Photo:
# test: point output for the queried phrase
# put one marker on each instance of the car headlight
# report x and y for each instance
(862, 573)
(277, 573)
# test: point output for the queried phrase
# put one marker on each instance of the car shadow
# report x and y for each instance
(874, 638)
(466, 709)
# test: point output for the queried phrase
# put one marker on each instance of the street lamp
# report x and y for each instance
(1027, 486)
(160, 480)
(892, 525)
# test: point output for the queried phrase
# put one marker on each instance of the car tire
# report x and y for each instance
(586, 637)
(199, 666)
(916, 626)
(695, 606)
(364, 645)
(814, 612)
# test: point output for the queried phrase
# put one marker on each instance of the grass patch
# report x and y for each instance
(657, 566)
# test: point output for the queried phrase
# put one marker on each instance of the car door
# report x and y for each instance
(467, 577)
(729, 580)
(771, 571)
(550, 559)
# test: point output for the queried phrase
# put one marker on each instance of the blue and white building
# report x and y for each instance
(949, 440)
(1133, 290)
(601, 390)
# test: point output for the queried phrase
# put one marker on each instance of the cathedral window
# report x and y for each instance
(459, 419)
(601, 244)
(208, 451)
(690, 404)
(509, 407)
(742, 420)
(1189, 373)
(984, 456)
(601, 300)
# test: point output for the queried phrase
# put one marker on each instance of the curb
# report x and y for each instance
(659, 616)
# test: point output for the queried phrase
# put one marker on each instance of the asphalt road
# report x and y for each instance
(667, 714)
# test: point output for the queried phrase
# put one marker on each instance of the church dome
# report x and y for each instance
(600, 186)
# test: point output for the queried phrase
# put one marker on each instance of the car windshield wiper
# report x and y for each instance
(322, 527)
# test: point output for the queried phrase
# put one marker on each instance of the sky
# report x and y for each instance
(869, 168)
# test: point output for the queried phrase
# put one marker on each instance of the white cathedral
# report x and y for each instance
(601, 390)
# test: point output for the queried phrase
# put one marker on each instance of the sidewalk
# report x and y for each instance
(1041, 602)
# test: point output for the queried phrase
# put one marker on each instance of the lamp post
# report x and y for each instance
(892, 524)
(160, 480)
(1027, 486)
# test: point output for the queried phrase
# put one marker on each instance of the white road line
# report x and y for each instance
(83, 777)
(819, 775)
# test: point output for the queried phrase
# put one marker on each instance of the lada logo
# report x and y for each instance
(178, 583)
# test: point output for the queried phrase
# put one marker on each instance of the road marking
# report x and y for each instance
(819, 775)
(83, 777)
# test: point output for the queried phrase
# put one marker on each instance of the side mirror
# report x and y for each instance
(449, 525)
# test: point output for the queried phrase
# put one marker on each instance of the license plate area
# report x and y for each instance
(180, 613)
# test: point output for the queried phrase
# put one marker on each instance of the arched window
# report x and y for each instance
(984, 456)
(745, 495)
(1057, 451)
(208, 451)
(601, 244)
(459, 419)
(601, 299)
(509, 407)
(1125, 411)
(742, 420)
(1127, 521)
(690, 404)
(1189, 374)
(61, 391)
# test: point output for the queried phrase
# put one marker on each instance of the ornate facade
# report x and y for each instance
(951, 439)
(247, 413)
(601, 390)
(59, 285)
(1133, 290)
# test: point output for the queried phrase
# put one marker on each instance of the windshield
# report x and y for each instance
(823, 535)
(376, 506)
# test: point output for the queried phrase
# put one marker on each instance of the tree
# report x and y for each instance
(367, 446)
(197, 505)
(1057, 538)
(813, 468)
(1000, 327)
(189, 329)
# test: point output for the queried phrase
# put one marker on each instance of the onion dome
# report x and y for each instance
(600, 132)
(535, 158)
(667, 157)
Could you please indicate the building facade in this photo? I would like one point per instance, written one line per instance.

> **What is expected**: Restate the data verbatim through the "# put one marker on each instance of the cathedral" line.

> **Response to this exercise**:
Photo:
# test: point output for the queried phrase
# put one marker on each instance of the car headlight
# report x and y for each instance
(862, 573)
(277, 573)
# test: point output for the queried phrase
# put one marker on each instance of the car shadow
# report x and y for each instance
(874, 638)
(466, 709)
# test: point output for the queried phrase
# put one marker on each instance of the street lamp
# report x and y for each instance
(1027, 486)
(160, 480)
(892, 525)
# test: point output for the queried phrase
# put one marker on each instance of the car tire
# report x and y for each instance
(586, 637)
(199, 666)
(916, 626)
(695, 606)
(364, 645)
(814, 612)
# test: point output for the queried phrase
# put one marker on each instance of the grass patch
# report x and y for each instance
(657, 566)
# test: point output for the queried phrase
# put one marker on each instance of the car door
# report x and y for each instance
(467, 577)
(729, 580)
(771, 571)
(550, 559)
# test: point output for the queried phrase
# put one marker on each instance of the blue and white building
# report x and y for each instance
(949, 440)
(1133, 290)
(601, 390)
# test: point output for the queried phrase
# put one marker on each instance of the cathedral window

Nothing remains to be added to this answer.